* AIM: Convert the listing, starting with the line that contains "form: point(174, 247)." and going on through the line that contains "point(307, 260)", into a two-column CSV with the headers request and answer and one row per request. Put each request's text and its answer in their own quoted fields, turning any line breaks into spaces.

* Named object pointing listing:
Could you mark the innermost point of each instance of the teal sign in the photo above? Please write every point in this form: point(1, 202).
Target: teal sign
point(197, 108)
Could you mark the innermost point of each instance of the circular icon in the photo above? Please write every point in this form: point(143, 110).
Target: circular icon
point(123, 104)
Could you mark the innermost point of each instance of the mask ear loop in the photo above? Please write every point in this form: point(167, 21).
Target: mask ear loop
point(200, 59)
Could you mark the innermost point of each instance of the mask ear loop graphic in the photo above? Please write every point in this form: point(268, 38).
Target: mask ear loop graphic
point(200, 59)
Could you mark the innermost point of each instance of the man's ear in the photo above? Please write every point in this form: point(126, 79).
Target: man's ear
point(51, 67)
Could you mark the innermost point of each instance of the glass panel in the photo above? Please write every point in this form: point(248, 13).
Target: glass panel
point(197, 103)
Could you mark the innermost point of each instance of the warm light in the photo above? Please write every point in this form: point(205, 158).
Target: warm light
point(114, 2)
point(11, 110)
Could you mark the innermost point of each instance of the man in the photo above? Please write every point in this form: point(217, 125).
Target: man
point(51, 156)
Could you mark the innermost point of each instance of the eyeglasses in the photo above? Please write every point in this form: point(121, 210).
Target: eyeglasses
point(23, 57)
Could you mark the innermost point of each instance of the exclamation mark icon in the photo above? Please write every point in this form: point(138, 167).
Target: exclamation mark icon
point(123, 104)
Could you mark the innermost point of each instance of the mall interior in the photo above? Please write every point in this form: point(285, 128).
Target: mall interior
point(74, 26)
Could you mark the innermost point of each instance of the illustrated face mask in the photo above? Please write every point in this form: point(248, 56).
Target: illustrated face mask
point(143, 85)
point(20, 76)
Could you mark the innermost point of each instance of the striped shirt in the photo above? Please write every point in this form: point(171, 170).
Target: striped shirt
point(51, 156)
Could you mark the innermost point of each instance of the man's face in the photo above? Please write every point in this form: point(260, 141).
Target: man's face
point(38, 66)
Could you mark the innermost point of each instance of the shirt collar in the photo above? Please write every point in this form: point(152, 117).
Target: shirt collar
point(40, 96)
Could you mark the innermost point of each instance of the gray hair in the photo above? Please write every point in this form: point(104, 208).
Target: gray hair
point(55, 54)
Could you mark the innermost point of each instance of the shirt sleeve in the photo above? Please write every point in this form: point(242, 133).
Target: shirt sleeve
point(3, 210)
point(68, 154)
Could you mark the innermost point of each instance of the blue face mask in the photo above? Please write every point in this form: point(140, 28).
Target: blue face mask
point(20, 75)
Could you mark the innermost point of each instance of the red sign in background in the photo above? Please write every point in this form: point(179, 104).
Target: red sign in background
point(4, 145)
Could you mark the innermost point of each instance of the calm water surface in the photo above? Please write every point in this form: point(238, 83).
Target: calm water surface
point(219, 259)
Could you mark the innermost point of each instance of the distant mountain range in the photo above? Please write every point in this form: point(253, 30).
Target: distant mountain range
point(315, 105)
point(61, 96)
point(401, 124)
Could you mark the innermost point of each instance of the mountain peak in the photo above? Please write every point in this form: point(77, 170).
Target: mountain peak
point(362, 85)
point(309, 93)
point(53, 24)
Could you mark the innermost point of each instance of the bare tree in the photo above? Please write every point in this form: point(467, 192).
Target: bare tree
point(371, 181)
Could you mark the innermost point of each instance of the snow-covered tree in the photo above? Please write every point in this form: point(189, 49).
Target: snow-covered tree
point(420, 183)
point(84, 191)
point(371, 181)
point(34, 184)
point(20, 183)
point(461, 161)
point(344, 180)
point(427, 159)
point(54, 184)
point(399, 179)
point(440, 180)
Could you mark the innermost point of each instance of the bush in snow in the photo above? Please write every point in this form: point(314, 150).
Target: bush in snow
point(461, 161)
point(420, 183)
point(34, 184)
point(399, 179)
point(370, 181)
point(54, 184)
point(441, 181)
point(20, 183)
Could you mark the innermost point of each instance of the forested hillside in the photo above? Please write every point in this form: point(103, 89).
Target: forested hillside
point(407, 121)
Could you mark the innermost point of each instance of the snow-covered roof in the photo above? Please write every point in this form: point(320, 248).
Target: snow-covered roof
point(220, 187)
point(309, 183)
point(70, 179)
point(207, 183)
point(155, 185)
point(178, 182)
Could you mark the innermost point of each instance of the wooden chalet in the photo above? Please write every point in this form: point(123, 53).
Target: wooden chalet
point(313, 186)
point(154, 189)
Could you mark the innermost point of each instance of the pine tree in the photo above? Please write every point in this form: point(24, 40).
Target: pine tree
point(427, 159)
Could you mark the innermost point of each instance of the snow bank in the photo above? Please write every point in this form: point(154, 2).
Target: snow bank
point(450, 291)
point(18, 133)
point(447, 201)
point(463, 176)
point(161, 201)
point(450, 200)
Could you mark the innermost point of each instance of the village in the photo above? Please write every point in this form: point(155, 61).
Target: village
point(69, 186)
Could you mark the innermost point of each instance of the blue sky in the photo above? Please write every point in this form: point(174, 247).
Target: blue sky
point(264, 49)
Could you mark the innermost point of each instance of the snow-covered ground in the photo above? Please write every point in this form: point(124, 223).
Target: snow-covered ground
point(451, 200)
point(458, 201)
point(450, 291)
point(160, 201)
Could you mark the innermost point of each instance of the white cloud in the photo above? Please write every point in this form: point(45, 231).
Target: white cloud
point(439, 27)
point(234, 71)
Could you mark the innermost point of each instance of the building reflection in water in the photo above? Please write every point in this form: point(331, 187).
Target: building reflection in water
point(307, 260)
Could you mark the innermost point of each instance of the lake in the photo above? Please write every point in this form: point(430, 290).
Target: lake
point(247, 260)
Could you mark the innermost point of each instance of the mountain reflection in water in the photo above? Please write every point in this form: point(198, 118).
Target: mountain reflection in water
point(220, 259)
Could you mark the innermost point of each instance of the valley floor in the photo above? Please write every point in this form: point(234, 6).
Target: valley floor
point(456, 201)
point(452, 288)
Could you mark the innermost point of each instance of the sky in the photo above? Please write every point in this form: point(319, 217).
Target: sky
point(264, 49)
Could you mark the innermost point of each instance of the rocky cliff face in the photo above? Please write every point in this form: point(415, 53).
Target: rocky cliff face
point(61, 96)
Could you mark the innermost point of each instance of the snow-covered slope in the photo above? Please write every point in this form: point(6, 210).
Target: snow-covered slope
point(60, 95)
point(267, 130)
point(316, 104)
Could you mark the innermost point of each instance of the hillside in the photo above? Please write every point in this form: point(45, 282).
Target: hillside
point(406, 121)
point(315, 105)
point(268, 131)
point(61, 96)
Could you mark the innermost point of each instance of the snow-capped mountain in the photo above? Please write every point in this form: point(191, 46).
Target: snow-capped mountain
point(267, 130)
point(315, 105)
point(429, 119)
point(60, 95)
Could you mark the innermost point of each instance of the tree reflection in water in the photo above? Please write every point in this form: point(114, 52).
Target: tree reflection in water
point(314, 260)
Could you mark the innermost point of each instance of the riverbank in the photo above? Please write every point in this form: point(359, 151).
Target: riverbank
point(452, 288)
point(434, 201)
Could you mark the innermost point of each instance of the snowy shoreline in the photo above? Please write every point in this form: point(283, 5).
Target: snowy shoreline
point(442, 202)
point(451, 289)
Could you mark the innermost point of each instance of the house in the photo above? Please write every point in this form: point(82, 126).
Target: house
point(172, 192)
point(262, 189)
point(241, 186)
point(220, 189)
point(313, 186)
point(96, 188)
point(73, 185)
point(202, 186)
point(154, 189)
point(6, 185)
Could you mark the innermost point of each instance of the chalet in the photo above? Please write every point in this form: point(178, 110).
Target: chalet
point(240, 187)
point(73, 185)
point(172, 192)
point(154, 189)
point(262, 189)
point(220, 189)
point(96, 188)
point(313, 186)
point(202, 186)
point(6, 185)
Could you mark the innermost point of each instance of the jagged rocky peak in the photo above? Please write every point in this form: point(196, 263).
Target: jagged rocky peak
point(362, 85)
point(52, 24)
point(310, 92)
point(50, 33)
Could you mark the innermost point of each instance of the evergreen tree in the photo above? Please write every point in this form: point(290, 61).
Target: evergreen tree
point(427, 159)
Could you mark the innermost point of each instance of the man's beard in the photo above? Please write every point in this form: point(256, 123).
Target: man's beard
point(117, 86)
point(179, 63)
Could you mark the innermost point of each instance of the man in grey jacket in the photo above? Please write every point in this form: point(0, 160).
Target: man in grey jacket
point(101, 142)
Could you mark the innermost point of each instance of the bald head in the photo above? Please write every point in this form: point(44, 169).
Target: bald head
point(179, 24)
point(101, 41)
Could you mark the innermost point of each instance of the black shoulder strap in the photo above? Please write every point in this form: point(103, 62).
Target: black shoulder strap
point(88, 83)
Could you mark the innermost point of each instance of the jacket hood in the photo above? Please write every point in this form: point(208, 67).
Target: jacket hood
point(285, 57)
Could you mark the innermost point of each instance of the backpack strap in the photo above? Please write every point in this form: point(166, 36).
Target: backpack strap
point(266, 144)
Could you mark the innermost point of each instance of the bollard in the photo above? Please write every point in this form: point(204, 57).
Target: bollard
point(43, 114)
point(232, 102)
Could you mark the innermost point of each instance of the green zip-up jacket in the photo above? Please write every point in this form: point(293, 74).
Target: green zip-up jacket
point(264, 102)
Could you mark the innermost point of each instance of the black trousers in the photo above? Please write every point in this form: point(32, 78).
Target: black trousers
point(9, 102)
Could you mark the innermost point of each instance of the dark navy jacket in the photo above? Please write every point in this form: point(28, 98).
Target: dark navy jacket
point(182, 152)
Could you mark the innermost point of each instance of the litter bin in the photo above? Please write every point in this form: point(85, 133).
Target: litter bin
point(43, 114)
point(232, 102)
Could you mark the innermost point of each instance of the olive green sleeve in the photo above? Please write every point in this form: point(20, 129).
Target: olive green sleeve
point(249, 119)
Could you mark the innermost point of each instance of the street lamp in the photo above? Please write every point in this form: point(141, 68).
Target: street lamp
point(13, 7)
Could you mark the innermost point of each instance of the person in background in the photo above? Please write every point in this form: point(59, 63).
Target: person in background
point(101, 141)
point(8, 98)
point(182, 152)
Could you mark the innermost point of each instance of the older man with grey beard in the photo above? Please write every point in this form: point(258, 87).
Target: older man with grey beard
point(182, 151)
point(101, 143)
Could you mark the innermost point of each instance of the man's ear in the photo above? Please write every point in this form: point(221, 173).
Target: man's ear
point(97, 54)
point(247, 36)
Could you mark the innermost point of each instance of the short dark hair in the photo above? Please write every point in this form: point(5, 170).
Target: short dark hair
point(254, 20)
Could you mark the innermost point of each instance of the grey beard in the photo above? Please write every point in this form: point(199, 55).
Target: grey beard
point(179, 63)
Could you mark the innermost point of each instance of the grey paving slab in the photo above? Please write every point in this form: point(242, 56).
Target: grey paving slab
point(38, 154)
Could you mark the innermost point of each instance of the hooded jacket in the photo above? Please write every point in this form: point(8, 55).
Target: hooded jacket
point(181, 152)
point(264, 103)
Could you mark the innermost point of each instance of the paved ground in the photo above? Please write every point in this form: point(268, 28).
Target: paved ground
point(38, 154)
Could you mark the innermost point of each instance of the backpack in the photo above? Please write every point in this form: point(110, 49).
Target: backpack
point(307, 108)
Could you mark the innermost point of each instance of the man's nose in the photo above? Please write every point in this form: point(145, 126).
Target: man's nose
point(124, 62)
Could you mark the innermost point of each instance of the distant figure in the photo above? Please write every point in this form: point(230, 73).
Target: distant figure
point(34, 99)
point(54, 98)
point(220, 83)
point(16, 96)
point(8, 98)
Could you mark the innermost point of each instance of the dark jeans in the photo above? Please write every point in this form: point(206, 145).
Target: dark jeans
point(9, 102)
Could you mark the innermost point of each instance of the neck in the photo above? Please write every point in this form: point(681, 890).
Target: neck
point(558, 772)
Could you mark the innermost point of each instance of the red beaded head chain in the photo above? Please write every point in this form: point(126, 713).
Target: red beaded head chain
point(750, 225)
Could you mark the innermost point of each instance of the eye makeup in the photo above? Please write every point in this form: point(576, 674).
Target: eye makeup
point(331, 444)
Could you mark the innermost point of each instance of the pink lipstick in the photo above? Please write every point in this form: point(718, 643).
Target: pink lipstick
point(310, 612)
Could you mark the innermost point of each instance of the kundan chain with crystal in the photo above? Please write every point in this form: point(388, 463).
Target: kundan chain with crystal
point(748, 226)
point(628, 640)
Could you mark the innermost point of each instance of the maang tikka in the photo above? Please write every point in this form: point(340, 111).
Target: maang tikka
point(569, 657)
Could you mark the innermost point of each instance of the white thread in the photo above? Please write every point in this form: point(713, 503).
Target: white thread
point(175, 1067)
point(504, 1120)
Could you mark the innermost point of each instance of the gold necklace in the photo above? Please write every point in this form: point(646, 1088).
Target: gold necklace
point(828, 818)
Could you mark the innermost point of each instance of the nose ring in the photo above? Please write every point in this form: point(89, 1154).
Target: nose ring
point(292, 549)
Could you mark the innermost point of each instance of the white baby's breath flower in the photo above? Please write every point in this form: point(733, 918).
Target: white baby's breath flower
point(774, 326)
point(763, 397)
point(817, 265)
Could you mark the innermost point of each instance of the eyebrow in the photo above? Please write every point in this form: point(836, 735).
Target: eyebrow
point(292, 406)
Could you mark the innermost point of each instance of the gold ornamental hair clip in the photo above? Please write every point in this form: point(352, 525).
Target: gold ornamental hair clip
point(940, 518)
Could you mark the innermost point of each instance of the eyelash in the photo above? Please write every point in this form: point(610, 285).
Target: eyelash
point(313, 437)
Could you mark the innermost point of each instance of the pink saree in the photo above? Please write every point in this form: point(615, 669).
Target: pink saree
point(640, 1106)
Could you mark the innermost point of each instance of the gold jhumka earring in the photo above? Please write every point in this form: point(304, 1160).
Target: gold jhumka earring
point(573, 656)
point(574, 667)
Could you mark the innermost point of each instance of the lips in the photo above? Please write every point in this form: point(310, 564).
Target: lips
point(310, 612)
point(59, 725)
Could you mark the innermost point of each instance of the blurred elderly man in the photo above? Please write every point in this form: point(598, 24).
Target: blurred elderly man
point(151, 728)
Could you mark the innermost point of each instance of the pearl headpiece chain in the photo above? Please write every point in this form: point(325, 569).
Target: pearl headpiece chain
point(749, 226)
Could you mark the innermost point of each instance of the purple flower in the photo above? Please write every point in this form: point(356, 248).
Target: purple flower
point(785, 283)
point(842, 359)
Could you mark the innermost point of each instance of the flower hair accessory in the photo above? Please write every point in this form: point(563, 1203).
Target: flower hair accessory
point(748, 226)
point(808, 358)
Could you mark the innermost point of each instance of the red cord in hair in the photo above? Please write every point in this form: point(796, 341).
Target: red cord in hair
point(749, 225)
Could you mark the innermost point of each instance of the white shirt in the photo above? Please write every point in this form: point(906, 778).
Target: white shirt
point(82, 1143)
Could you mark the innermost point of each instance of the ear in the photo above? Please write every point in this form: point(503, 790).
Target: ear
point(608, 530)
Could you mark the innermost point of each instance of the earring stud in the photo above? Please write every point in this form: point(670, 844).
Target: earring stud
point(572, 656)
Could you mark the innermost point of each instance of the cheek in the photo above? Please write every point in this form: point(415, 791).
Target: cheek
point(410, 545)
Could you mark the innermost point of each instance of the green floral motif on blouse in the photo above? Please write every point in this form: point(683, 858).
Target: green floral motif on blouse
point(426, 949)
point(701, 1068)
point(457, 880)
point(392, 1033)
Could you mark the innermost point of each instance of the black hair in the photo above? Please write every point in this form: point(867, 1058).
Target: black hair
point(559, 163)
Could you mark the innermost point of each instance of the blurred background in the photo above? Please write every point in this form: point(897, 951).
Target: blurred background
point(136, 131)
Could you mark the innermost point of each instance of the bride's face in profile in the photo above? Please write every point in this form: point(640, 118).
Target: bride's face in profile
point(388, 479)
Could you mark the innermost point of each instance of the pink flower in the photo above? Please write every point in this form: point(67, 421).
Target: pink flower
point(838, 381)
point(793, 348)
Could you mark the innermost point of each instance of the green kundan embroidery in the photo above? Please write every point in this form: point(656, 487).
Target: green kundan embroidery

* RESULT OF THIS TASK:
request,answer
"Could you mark the innermost point of each instance of the blue sky in the photo above? Please write every point in this form: point(174, 247). Target: blue sky","point(264, 49)"
"Could you mark the innermost point of each instance of the snow-covered ground in the photo above? Please write every point in this form: point(124, 223). Target: snow-covered ground","point(451, 200) point(458, 201) point(450, 291) point(160, 201)"
"Could you mark the innermost point of each instance of the white cloud in the photo above? Please write every point in this form: point(45, 231). Target: white cloud","point(439, 27) point(234, 71)"
"Could you mark the innermost point of each instance of the building reflection in water in the photo above? Please write every point in this form: point(331, 187). Target: building reflection in water","point(307, 260)"